## Given records
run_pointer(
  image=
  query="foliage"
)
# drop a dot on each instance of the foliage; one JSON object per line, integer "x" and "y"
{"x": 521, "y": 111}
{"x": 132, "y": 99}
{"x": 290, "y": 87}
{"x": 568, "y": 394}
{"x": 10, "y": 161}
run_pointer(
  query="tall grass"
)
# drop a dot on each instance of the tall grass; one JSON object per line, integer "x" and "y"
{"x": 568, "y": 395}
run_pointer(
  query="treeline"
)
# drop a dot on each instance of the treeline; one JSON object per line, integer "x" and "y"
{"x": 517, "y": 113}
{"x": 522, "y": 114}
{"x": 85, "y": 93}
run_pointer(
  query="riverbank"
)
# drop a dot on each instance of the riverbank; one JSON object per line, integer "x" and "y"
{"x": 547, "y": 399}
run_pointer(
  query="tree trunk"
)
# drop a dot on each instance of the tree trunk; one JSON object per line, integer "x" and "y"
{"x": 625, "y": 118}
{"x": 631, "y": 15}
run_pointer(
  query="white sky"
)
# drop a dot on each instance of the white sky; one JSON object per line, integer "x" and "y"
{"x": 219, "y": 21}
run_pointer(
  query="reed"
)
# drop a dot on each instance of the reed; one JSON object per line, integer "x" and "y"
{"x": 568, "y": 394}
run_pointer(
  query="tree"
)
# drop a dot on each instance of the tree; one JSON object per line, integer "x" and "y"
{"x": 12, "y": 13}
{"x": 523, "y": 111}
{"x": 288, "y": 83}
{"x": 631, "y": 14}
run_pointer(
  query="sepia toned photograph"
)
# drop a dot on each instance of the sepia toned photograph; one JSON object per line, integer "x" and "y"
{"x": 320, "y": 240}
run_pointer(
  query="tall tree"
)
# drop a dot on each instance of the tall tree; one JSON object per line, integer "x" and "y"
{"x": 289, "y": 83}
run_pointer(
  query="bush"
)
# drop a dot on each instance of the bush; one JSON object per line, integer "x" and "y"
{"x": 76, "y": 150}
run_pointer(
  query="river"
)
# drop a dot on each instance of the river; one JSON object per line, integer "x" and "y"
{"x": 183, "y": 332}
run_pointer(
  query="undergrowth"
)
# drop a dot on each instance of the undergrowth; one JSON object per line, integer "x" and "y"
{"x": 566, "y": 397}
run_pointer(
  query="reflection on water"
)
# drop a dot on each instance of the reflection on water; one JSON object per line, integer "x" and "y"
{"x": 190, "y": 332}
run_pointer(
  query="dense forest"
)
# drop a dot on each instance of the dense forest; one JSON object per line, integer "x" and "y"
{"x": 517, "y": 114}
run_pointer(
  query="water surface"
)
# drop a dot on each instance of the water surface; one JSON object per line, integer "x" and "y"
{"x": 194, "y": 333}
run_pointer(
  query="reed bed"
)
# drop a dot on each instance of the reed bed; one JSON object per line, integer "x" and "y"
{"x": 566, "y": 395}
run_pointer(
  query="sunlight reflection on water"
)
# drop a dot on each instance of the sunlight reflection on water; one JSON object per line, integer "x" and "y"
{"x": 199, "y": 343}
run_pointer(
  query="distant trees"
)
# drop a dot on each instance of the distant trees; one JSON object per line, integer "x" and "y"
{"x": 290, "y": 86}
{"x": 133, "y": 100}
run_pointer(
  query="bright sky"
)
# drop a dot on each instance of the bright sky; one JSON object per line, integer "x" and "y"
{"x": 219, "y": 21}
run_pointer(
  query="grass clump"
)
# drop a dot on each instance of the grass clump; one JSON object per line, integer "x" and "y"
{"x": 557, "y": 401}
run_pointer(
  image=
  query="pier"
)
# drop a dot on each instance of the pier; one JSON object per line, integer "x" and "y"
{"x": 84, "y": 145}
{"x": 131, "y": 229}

---

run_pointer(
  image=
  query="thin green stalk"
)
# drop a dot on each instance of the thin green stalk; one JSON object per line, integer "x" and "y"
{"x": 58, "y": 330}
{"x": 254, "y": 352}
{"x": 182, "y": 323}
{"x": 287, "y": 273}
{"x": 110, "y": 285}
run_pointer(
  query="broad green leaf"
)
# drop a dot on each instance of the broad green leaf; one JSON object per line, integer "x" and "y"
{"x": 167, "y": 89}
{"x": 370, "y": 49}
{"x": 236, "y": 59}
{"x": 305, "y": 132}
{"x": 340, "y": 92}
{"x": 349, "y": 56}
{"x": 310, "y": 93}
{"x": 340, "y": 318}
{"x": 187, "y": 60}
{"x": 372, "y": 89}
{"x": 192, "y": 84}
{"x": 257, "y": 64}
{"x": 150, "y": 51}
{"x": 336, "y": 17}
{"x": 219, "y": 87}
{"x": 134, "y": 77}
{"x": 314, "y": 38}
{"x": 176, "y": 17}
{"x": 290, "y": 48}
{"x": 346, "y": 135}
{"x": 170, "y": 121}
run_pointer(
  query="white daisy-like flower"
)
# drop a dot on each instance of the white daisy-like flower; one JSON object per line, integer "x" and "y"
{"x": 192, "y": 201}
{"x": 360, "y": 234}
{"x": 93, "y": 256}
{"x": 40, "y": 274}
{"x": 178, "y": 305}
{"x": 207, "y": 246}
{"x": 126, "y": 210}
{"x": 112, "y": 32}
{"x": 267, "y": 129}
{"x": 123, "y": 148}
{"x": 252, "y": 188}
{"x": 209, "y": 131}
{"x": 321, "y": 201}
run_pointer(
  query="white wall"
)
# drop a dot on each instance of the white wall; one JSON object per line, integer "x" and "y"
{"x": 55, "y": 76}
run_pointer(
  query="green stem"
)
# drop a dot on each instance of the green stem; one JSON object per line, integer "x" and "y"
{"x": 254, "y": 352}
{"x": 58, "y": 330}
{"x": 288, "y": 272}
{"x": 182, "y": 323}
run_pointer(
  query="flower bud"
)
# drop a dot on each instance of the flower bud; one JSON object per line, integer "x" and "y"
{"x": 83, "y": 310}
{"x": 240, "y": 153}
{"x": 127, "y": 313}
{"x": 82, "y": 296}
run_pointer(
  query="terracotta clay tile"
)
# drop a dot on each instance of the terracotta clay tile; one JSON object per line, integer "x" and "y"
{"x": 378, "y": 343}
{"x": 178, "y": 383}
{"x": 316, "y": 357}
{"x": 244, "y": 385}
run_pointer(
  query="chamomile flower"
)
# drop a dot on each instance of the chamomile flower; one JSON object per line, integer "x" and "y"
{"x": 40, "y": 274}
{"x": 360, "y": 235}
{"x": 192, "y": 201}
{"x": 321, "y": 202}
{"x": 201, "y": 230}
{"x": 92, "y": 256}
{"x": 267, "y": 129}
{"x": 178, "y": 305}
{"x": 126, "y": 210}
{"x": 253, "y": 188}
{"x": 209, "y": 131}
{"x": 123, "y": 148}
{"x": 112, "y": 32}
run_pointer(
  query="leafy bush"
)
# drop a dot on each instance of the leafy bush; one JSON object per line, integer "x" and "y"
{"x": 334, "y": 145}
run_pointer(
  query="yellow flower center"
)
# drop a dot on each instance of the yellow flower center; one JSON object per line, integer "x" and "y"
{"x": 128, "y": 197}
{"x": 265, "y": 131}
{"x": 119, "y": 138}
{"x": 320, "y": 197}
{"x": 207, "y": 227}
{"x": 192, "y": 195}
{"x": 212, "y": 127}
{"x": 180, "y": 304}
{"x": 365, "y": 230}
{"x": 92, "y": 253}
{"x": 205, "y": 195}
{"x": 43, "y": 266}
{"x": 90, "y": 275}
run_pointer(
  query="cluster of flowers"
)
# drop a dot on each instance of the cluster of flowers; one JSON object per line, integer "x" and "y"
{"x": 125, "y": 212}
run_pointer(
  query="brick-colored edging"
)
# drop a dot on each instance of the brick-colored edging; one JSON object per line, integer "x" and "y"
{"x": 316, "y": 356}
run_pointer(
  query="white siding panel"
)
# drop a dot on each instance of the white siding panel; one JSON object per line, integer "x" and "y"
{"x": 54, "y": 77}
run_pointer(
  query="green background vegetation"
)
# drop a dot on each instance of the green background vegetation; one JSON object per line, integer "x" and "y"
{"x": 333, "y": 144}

## Task description
Please pick out and copy every line above that contains the string "stem". Case counts.

## Answer for this exercise
  query="green stem"
# drop a dot on each instance of the green stem; one JSON object per line, integer "x" and "y"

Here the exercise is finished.